Page -
┏━━

Translate documents

Translation and OCR combine to provide the Document Vision Service (DVS) and document processing feature, which use the Translate Document API for directly translating formatted documents such as PDF files. Compared to plain text translations, the feature preserves the original formatting and layout in your translated documents, helping you retain much of the original context, like paragraph breaks. DVS supports document inline translations, from storage buckets, and in batch.

This document guides the Application Operator (AO) through the process of using the Vertex AI Translate Document pre-trained API on Google Distributed Cloud (GDC) air-gapped.

Supported formats

DVS supports the following input file types and their associated output file types.

Inputs Document MIME type Output
PDF application/pdf PDF, DOCX
DOC application/msword DOC, DOCX
DOCX application/vnd.openxmlformats-officedocument.wordprocessingml.document DOCX
PPT application/vnd.ms-powerpoint PPT, PPTX
PPTX application/vnd.openxmlformats-officedocument.presentationml.presentation PPTX
XLS application/vnd.ms-excel XLS, XLSX
XLSX application/vnd.openxmlformats-officedocument.spreadsheetml.sheet XLSX

Original and scanned PDF document translations

DVS supports both original and scanned PDF files, including translations to or from right-to-left languages. Also, DVS preserves hyperlinks, font size, and font color from files.

Before you begin

Follow these steps before trying DVS:

  1. Create the dvs-project project. For information about creating and using projects, see Create a project.

    Alternatively, you can create the project using a custom resource (CR):

    apiVersion: resourcemanager.gdc.goog/v1
    kind: Project
    metadata:
      labels:
        atat.config.google.com/clin-number: CLIN_NUMBER
        atat.config.google.com/task-order-number: TASK_ORDER_NUMBER
      name: dvs-project
      namespace: platform
    
  2. Ask your Project IAM Admin to grant you the AI Translation Developer (ai-translation-developer) role in the dvs-project project namespace. For more information, see Grant access to project resources.

┗━━

Exercise - Rewrite the document translation page from "Original and scanned PDF document" to "color from files.", with "image-based" in place of "scanned".

Data supplied -
┏━━

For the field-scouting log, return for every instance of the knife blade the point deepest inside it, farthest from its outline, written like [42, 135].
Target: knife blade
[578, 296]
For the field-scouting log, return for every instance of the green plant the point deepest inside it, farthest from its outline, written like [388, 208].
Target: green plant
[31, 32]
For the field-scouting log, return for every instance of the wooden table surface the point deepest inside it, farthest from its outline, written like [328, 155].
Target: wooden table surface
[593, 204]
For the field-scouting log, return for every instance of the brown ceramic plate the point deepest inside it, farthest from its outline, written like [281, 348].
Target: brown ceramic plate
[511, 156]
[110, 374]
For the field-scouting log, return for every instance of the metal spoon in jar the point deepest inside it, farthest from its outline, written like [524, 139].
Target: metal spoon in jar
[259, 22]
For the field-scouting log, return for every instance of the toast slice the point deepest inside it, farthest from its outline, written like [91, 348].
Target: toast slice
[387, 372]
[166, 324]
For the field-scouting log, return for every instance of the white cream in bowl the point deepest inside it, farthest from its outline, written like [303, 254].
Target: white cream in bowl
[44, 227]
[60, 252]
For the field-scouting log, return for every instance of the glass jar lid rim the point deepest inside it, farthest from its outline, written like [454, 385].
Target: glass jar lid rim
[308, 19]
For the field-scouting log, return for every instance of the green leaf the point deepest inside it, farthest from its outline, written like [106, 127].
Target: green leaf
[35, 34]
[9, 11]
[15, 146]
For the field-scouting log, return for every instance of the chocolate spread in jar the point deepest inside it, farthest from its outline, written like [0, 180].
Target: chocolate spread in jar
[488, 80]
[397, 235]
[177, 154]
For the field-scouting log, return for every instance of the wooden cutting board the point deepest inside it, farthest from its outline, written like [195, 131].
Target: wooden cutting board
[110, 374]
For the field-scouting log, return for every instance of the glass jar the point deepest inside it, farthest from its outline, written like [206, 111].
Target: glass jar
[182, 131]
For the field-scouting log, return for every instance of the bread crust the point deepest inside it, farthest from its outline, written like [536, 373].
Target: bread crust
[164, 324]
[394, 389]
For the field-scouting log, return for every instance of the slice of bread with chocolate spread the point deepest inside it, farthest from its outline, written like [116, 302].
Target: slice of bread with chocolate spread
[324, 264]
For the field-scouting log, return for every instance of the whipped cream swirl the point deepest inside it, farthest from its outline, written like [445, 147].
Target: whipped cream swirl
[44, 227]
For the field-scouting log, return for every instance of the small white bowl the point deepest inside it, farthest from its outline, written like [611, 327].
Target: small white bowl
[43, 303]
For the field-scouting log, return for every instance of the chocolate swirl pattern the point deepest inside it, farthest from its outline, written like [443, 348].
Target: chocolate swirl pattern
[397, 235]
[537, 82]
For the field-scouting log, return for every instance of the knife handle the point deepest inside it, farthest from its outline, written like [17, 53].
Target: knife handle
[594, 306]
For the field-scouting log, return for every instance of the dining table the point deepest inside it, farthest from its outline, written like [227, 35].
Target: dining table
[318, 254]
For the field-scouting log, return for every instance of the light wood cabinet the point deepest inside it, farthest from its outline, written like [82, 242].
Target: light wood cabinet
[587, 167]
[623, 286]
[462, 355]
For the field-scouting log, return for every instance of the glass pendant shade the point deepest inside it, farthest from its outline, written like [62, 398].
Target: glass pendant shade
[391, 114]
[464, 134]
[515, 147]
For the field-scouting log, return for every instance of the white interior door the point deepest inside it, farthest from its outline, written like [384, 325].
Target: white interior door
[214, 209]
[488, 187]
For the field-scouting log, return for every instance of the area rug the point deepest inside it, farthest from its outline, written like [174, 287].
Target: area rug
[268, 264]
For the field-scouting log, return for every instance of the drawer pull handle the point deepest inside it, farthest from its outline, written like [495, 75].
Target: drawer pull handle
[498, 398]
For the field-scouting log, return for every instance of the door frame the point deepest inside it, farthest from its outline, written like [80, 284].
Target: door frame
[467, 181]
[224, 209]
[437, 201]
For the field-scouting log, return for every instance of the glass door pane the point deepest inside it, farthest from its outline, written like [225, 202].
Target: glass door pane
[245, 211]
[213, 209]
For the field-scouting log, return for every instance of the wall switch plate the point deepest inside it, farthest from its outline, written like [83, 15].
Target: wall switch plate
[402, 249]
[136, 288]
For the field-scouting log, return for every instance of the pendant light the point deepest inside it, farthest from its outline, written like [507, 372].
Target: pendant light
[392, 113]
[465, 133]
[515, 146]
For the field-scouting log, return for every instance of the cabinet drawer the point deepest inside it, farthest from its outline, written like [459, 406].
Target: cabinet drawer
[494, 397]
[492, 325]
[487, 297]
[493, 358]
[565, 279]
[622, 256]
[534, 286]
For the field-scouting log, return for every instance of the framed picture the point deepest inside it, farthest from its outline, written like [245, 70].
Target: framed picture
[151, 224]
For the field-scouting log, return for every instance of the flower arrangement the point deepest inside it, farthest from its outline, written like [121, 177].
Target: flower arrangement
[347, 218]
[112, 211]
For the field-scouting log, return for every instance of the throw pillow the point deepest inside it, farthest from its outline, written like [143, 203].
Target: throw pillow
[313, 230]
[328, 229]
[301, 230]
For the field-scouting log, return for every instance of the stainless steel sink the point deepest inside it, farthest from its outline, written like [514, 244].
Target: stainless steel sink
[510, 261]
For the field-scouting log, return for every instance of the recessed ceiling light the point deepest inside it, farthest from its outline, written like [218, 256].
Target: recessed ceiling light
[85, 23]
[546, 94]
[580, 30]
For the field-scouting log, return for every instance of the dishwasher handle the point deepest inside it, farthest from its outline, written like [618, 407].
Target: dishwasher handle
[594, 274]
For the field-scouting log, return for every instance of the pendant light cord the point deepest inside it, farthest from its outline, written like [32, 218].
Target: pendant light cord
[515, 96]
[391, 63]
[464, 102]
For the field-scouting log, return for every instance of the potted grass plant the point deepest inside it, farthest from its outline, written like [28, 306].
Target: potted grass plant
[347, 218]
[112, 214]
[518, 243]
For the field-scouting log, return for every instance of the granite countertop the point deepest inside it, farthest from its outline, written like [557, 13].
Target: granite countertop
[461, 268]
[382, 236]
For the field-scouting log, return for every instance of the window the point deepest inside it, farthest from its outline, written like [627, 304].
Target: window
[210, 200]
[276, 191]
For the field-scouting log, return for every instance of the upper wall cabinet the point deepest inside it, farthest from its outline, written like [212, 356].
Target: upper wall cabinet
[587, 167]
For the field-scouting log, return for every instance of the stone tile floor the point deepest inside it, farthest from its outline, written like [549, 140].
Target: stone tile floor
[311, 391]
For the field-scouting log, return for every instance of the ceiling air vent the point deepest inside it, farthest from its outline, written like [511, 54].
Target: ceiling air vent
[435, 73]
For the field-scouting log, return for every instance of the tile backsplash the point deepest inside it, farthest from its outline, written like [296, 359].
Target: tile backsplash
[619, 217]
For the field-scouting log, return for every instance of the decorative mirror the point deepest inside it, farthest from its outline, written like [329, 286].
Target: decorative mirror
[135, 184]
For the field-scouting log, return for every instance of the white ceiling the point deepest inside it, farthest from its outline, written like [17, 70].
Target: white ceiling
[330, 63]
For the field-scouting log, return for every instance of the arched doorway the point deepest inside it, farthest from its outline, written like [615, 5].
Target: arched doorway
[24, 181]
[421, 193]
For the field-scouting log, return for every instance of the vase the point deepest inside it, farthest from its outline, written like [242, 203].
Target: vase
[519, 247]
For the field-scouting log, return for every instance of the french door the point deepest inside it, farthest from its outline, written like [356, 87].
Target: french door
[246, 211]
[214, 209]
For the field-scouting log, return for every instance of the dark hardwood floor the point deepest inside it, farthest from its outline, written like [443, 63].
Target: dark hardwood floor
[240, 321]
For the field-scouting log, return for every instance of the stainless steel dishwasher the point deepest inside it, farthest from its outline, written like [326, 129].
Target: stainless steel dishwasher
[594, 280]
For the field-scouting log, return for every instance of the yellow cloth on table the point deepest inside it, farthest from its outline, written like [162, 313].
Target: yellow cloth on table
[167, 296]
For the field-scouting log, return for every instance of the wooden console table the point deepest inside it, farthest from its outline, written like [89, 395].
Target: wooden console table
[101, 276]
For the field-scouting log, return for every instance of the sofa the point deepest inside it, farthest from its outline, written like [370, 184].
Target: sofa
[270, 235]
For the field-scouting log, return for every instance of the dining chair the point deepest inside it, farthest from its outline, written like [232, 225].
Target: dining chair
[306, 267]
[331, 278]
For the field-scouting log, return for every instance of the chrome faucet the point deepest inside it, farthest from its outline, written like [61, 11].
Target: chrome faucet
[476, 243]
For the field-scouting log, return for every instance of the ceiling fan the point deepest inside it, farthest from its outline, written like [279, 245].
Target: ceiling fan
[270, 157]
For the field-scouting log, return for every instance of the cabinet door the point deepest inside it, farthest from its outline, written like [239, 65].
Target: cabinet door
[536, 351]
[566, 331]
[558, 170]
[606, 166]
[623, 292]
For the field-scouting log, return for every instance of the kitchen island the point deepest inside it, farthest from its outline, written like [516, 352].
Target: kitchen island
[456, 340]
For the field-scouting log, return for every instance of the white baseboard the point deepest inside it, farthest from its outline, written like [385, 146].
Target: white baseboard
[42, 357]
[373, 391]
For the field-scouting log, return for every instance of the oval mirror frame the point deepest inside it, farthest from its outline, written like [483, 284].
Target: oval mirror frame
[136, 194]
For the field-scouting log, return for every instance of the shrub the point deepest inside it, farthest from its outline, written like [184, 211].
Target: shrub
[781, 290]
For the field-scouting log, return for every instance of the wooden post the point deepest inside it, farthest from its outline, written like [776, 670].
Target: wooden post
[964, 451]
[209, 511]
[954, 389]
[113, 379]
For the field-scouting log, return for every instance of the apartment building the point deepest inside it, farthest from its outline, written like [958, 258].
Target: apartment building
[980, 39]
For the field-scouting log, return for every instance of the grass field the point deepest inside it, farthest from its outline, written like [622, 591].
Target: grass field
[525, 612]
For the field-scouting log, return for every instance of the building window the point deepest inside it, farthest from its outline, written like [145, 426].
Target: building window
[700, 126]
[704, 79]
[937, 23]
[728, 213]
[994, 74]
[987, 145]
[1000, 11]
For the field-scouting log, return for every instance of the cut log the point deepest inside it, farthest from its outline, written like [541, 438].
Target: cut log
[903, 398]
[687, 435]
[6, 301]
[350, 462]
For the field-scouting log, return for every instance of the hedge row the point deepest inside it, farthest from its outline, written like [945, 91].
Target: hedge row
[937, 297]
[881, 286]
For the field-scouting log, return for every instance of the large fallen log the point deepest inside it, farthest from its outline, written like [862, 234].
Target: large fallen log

┗━━

Task output -
Original and image-based PDF document translations

DVS supports both original and image-based PDF files, including translations to or from right-to-left languages. Also, DVS preserves hyperlinks, font size, and font color from files.